**Image segmentation entries:**
§ §
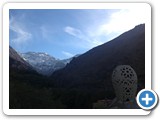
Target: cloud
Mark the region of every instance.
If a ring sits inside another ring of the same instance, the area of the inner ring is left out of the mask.
[[[41,31],[42,37],[44,39],[48,39],[48,30],[44,25],[40,27],[40,31]]]
[[[11,38],[14,44],[26,43],[32,37],[32,34],[24,30],[22,24],[13,17],[10,18],[9,29],[16,34],[15,38]]]
[[[64,28],[64,31],[72,36],[82,39],[84,35],[82,34],[81,30],[67,26]]]
[[[80,30],[80,29],[76,29],[76,28],[73,28],[71,26],[67,26],[67,27],[64,28],[64,31],[66,33],[76,37],[76,38],[81,39],[81,41],[80,41],[81,43],[85,42],[86,46],[83,46],[83,47],[89,47],[90,48],[90,47],[94,47],[94,46],[102,44],[102,42],[98,38],[96,38],[95,36],[92,37],[92,36],[89,36],[87,34],[86,35],[83,34],[85,31],[82,32],[82,30]]]
[[[145,23],[145,11],[140,9],[123,9],[113,12],[109,21],[99,26],[98,35],[121,34],[138,24]]]
[[[68,57],[68,58],[74,56],[72,53],[69,53],[69,52],[66,52],[66,51],[62,51],[62,53],[63,53],[66,57]]]

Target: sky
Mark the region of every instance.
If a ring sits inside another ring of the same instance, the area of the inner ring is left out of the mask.
[[[9,43],[16,51],[67,59],[145,23],[133,9],[10,9]]]

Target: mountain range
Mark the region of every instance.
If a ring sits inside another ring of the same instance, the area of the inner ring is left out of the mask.
[[[113,100],[111,76],[118,65],[135,70],[137,92],[145,88],[145,24],[67,60],[45,53],[19,55],[9,47],[10,108],[92,108],[98,100]]]
[[[57,87],[83,89],[95,94],[106,92],[106,97],[110,97],[114,95],[111,75],[118,65],[130,65],[138,76],[138,90],[144,88],[144,24],[74,58],[65,68],[55,71],[52,78]]]

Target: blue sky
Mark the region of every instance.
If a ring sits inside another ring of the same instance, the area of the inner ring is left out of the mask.
[[[11,9],[9,42],[18,52],[70,58],[144,23],[144,12],[126,9]]]

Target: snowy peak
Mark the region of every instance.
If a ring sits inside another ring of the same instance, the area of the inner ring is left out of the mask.
[[[36,71],[43,75],[51,75],[54,71],[65,67],[65,64],[54,57],[42,52],[27,52],[20,54],[22,58],[32,65]]]

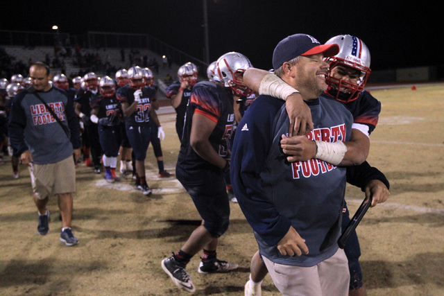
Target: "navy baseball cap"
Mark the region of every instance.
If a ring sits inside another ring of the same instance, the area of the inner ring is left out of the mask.
[[[291,35],[281,40],[273,53],[273,67],[277,69],[285,62],[299,55],[323,53],[324,58],[331,57],[339,52],[336,44],[321,44],[314,37],[307,34]]]

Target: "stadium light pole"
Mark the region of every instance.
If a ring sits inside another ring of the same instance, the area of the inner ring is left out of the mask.
[[[205,37],[205,56],[203,60],[210,64],[210,45],[208,42],[208,12],[207,9],[207,0],[202,0],[203,3],[203,31]]]

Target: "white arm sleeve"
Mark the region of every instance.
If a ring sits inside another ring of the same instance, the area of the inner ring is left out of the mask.
[[[315,141],[315,142],[316,143],[316,158],[335,166],[341,163],[347,152],[347,146],[341,141],[334,143],[323,141]]]
[[[299,92],[273,73],[264,76],[259,87],[259,94],[271,96],[284,101],[287,101],[287,98],[295,92]]]
[[[358,130],[359,131],[361,132],[364,134],[365,134],[366,136],[370,138],[370,134],[368,134],[368,130],[369,130],[368,125],[366,125],[365,124],[361,124],[361,123],[353,123],[352,125],[352,128]]]

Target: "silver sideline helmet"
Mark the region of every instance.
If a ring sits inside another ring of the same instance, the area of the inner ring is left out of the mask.
[[[247,57],[234,51],[222,55],[217,59],[217,74],[221,82],[241,96],[248,96],[253,92],[241,79],[244,72],[252,67]]]
[[[339,46],[339,52],[336,55],[325,59],[330,64],[326,76],[327,84],[329,85],[328,92],[339,101],[353,101],[364,90],[371,72],[370,51],[361,39],[350,35],[334,36],[325,42],[326,44],[333,43]],[[357,82],[350,83],[332,77],[331,71],[338,65],[359,71],[361,74]]]

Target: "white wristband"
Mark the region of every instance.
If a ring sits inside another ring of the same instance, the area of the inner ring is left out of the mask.
[[[334,143],[315,141],[318,159],[323,160],[335,166],[339,165],[345,155],[347,146],[344,142],[338,141]]]
[[[99,122],[99,117],[97,117],[96,115],[92,114],[91,115],[91,117],[89,117],[89,119],[91,119],[91,121],[94,122],[94,123],[97,123]]]
[[[289,96],[295,92],[299,93],[298,91],[273,73],[268,73],[264,76],[259,86],[259,94],[271,96],[284,101],[286,101]]]

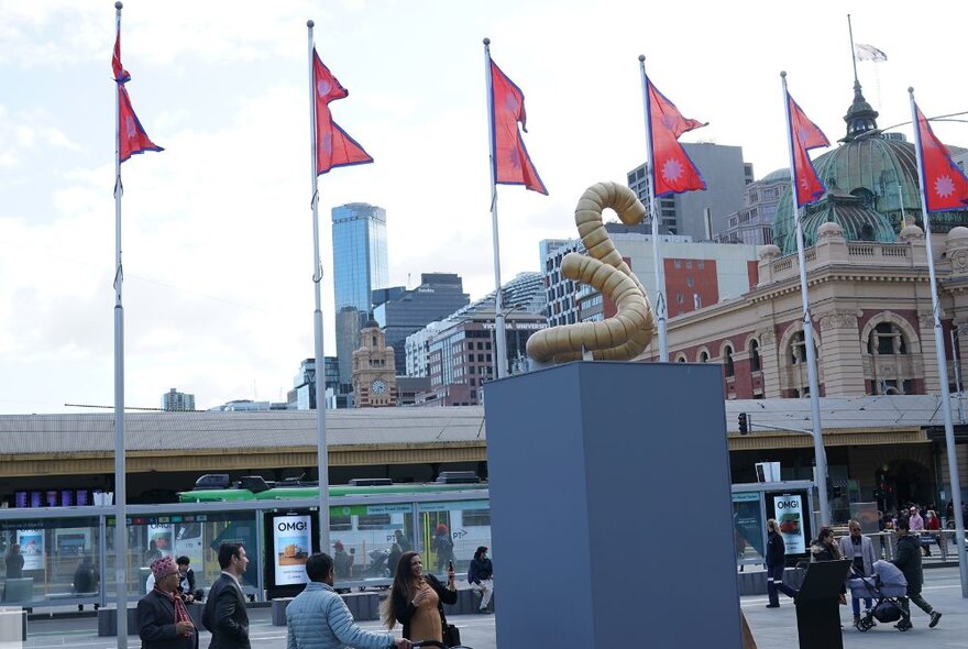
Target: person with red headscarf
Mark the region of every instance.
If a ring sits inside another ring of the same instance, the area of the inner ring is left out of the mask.
[[[142,649],[198,649],[198,632],[178,593],[178,565],[170,557],[151,563],[155,585],[138,602]]]

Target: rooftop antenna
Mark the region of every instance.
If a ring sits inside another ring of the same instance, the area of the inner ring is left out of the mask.
[[[860,85],[857,78],[857,51],[854,48],[854,25],[850,23],[850,14],[847,14],[847,33],[850,35],[850,64],[854,66],[854,87]]]

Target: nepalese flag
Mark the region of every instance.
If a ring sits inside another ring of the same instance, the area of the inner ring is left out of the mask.
[[[816,202],[827,191],[807,155],[811,148],[829,146],[831,141],[820,128],[810,121],[800,106],[787,94],[790,113],[790,139],[793,142],[793,184],[796,187],[796,206]]]
[[[164,151],[164,148],[152,142],[147,133],[144,132],[138,116],[134,114],[134,109],[131,108],[131,98],[128,96],[128,89],[121,84],[118,84],[118,106],[121,118],[118,133],[118,151],[121,162],[145,151]]]
[[[491,142],[491,164],[494,165],[494,182],[497,185],[524,185],[548,196],[548,189],[525,147],[518,123],[527,133],[525,94],[492,61],[491,125],[494,139]]]
[[[648,77],[646,84],[649,88],[649,138],[656,196],[705,189],[706,182],[679,143],[679,136],[706,123],[682,117],[675,105],[659,92]]]
[[[917,105],[921,165],[924,167],[924,200],[928,212],[968,209],[968,177],[952,161],[948,147],[934,134]]]
[[[118,37],[114,38],[114,56],[111,58],[111,68],[114,70],[114,80],[119,84],[127,84],[131,80],[131,75],[121,65],[121,31],[118,31]]]
[[[331,101],[349,97],[350,91],[312,52],[312,91],[316,94],[316,174],[326,174],[333,167],[372,163],[373,158],[350,138],[332,119]]]

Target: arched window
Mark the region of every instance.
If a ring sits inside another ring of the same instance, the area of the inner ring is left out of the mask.
[[[908,341],[904,332],[892,322],[881,322],[873,328],[867,339],[867,351],[879,356],[906,354]]]
[[[911,356],[911,341],[903,323],[878,322],[862,341],[864,380],[868,394],[904,395],[915,393],[915,380],[923,377]],[[915,345],[916,346],[916,345]]]
[[[749,341],[749,370],[750,372],[760,372],[762,364],[760,363],[760,343],[754,338]]]

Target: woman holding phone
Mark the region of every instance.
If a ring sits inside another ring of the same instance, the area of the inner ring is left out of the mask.
[[[416,552],[404,552],[383,610],[383,623],[393,629],[404,625],[408,640],[443,641],[444,604],[457,604],[453,566],[448,570],[447,586],[424,572],[424,560]]]

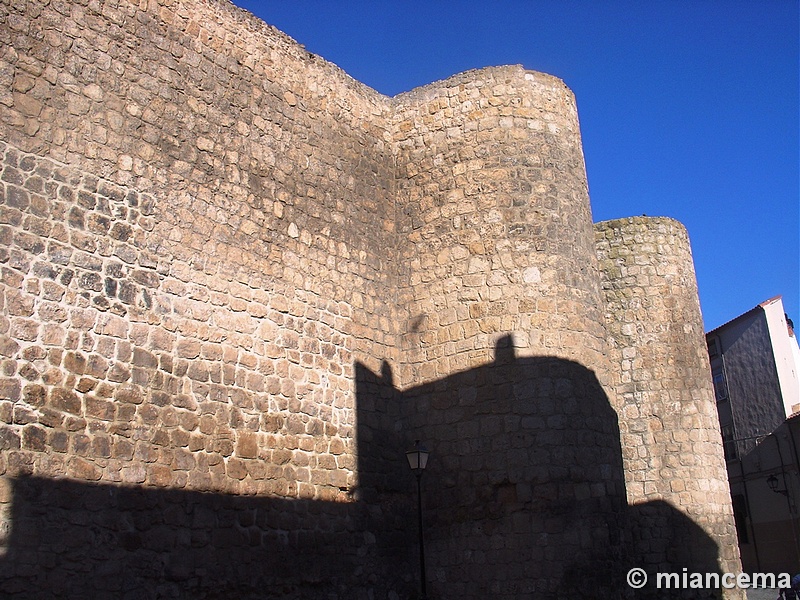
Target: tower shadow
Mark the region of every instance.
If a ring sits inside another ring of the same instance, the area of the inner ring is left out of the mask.
[[[406,600],[418,589],[422,483],[432,600],[714,598],[627,586],[715,572],[718,550],[665,502],[629,507],[617,415],[594,373],[495,361],[407,390],[356,364],[358,486],[348,502],[11,479],[3,597]]]
[[[401,450],[416,439],[431,450],[431,598],[719,597],[656,589],[658,572],[718,572],[718,548],[667,502],[628,506],[618,416],[591,370],[516,357],[510,337],[493,363],[404,391],[386,366],[356,370],[365,498],[407,518],[414,485]],[[647,586],[628,586],[632,567],[651,575]]]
§ §
**REQUIREMENTS:** Find every line in the items above that contains the word "white", and copy each of those lines.

**REPLY:**
Target: "white arm sleeve"
Target: "white wristband"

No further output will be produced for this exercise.